## WHAT TO WORK ON
Wherever a line below holds the word "open", copy that line.

## ENTRIES SHOWN
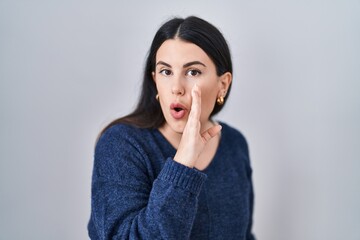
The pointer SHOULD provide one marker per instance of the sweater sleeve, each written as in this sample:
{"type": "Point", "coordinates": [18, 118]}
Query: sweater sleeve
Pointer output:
{"type": "Point", "coordinates": [127, 204]}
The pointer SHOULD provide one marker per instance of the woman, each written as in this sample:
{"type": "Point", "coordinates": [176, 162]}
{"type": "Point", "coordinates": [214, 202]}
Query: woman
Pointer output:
{"type": "Point", "coordinates": [167, 170]}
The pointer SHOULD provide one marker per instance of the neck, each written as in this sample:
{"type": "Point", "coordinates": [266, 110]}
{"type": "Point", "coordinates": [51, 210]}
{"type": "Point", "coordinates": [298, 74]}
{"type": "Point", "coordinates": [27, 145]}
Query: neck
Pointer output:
{"type": "Point", "coordinates": [174, 137]}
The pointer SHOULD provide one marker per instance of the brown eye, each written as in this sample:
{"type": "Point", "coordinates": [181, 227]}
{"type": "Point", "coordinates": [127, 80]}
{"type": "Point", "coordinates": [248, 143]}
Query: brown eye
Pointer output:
{"type": "Point", "coordinates": [193, 72]}
{"type": "Point", "coordinates": [165, 72]}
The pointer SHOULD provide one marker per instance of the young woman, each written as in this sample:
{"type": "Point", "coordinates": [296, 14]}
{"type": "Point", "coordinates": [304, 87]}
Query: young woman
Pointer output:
{"type": "Point", "coordinates": [167, 170]}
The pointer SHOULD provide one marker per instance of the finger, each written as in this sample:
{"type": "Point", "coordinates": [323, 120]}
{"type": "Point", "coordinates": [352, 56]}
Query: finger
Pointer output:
{"type": "Point", "coordinates": [211, 132]}
{"type": "Point", "coordinates": [195, 111]}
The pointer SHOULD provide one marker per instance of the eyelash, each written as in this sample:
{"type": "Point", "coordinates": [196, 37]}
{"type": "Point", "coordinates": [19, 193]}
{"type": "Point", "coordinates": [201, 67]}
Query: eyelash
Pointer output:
{"type": "Point", "coordinates": [167, 72]}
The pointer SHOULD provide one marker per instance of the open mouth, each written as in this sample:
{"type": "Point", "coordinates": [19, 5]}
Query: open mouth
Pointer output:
{"type": "Point", "coordinates": [178, 111]}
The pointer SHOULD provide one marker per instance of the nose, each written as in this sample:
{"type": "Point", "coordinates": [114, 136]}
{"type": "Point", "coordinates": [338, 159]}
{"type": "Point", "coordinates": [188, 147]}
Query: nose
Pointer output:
{"type": "Point", "coordinates": [178, 87]}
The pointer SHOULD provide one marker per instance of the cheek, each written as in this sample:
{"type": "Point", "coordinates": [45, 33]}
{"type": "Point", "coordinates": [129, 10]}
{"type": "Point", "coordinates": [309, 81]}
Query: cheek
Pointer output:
{"type": "Point", "coordinates": [208, 99]}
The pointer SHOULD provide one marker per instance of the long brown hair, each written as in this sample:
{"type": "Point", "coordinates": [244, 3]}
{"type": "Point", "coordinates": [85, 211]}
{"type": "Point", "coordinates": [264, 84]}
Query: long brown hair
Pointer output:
{"type": "Point", "coordinates": [148, 113]}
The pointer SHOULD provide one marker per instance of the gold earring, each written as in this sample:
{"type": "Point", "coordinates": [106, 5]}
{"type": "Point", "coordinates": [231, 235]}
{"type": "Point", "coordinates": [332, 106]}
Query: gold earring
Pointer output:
{"type": "Point", "coordinates": [220, 100]}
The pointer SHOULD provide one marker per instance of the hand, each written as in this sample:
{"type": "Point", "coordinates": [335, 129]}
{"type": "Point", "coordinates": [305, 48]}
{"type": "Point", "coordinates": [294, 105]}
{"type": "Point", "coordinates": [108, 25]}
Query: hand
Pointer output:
{"type": "Point", "coordinates": [193, 142]}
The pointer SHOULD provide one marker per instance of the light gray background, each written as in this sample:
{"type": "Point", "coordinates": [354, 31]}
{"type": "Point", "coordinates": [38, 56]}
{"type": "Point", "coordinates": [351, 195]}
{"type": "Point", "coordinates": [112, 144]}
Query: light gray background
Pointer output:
{"type": "Point", "coordinates": [69, 67]}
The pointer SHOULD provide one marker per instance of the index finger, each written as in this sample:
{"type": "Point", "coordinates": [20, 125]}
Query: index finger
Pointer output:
{"type": "Point", "coordinates": [196, 103]}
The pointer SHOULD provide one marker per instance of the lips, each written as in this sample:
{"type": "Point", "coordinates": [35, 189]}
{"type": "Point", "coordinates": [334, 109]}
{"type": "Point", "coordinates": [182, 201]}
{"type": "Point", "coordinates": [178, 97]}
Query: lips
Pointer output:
{"type": "Point", "coordinates": [177, 110]}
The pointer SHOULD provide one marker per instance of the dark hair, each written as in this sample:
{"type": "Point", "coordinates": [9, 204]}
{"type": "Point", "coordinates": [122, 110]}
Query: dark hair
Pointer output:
{"type": "Point", "coordinates": [148, 113]}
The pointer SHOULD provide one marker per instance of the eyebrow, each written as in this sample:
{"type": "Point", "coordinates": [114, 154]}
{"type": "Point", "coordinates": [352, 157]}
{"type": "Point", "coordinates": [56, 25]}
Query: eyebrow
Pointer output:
{"type": "Point", "coordinates": [185, 65]}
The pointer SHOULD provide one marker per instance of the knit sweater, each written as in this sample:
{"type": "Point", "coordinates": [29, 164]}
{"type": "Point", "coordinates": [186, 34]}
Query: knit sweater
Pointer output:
{"type": "Point", "coordinates": [140, 192]}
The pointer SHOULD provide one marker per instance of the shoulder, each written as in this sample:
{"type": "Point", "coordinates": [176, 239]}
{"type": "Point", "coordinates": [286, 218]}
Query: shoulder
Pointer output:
{"type": "Point", "coordinates": [233, 134]}
{"type": "Point", "coordinates": [120, 148]}
{"type": "Point", "coordinates": [234, 138]}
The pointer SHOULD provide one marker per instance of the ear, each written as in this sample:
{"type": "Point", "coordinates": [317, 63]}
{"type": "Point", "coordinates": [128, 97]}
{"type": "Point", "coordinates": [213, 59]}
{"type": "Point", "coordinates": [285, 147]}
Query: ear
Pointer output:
{"type": "Point", "coordinates": [153, 75]}
{"type": "Point", "coordinates": [224, 83]}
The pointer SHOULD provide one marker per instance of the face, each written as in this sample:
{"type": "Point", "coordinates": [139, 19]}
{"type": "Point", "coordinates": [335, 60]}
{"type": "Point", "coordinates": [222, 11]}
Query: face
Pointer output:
{"type": "Point", "coordinates": [180, 65]}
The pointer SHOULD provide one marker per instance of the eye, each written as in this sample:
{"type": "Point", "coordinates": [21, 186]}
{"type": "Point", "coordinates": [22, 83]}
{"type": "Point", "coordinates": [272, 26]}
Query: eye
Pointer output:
{"type": "Point", "coordinates": [193, 72]}
{"type": "Point", "coordinates": [165, 72]}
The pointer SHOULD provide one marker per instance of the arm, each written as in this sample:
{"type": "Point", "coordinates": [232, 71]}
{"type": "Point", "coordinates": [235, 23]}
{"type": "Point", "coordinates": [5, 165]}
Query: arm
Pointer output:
{"type": "Point", "coordinates": [127, 205]}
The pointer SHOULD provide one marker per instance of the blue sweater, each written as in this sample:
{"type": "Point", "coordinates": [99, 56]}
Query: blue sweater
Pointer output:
{"type": "Point", "coordinates": [140, 192]}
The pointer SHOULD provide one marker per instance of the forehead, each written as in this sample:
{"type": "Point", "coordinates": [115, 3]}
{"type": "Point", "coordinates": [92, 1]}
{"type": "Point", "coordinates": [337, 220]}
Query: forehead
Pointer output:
{"type": "Point", "coordinates": [177, 51]}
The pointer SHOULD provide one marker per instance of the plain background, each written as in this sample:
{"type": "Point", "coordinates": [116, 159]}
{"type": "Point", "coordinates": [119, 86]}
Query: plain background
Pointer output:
{"type": "Point", "coordinates": [67, 68]}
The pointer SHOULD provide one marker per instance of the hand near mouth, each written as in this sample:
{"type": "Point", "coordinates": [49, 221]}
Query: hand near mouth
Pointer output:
{"type": "Point", "coordinates": [193, 142]}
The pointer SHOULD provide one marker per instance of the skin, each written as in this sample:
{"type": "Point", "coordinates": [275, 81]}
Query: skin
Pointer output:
{"type": "Point", "coordinates": [185, 74]}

## PROBLEM SOLUTION
The pointer SHOULD provide one marker per instance of the open mouth, each written as in this sample:
Query: open mouth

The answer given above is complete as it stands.